• _Work task_: Search the listing for the word "fountain". Copy every line where it is found.
[Source data — start]
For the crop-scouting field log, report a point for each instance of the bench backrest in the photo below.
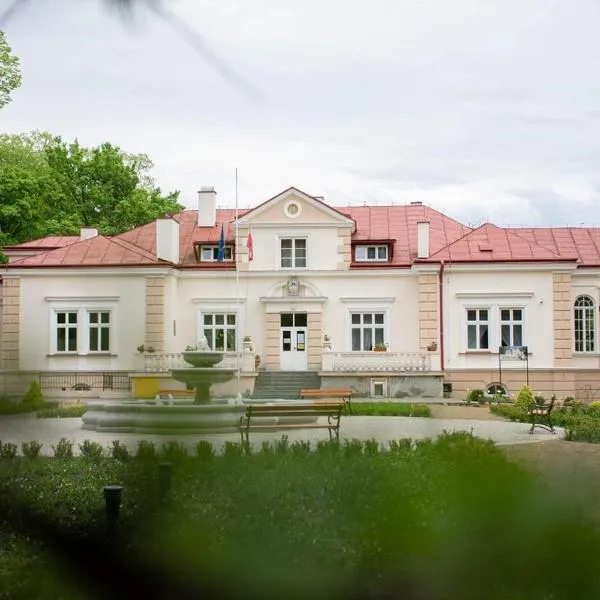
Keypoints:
(326, 392)
(295, 409)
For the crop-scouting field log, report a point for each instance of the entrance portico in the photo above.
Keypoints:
(293, 327)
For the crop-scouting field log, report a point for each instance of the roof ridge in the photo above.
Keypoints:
(557, 254)
(462, 237)
(133, 248)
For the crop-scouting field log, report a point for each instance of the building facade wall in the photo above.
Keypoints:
(124, 295)
(429, 328)
(562, 319)
(495, 289)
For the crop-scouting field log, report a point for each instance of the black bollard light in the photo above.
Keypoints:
(112, 497)
(165, 474)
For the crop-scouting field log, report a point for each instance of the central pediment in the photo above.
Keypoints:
(293, 207)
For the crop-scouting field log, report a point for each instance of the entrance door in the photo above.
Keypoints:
(293, 341)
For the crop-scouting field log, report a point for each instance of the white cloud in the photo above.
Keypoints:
(484, 110)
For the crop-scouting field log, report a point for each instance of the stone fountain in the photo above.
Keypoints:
(203, 373)
(176, 416)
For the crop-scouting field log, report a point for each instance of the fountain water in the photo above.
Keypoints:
(176, 416)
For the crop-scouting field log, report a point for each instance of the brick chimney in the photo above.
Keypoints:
(423, 239)
(207, 207)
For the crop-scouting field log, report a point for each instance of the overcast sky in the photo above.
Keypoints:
(486, 110)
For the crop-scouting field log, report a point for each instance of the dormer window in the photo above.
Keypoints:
(211, 253)
(373, 253)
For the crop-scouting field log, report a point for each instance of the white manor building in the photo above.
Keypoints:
(392, 301)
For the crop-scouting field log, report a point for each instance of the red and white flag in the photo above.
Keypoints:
(250, 246)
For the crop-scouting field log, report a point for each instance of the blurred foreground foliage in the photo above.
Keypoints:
(444, 519)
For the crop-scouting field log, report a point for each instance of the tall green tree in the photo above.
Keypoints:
(10, 72)
(51, 187)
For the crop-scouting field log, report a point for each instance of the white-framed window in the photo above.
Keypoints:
(478, 328)
(371, 253)
(99, 330)
(367, 329)
(220, 330)
(81, 331)
(511, 327)
(584, 321)
(378, 388)
(292, 253)
(211, 253)
(65, 330)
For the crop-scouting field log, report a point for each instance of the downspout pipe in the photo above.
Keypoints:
(441, 313)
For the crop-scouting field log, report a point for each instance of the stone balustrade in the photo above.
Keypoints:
(377, 361)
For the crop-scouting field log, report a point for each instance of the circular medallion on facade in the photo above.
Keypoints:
(292, 209)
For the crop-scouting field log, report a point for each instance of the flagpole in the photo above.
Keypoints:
(237, 284)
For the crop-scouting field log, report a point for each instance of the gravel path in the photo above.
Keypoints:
(384, 429)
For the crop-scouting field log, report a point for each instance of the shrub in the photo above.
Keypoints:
(391, 409)
(34, 394)
(90, 449)
(300, 447)
(8, 450)
(118, 450)
(146, 450)
(8, 407)
(31, 449)
(525, 400)
(266, 448)
(173, 451)
(64, 449)
(476, 396)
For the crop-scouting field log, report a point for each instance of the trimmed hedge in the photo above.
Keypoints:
(389, 409)
(341, 521)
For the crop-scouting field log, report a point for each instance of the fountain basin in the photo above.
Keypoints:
(153, 417)
(179, 416)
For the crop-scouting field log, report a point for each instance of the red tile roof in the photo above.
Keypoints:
(399, 223)
(49, 242)
(449, 241)
(490, 243)
(98, 251)
(583, 242)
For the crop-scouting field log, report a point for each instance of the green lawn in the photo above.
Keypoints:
(446, 519)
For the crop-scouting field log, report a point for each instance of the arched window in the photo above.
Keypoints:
(585, 324)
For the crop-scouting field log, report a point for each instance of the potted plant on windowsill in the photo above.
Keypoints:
(145, 349)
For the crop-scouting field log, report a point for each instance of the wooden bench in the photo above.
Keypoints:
(332, 410)
(540, 415)
(344, 394)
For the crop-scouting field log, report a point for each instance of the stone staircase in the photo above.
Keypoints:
(284, 385)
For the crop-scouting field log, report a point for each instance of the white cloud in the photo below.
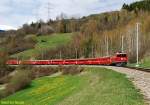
[Source data — finish]
• _Your response_:
For the crop-scouting field log, report a point for each instance of the stone fountain in the photo above.
For the crop-scouting field log, report a point for each instance of the fountain water in the photo above.
For the crop-scouting field log, report a point for each instance of the fountain basin in the photo above.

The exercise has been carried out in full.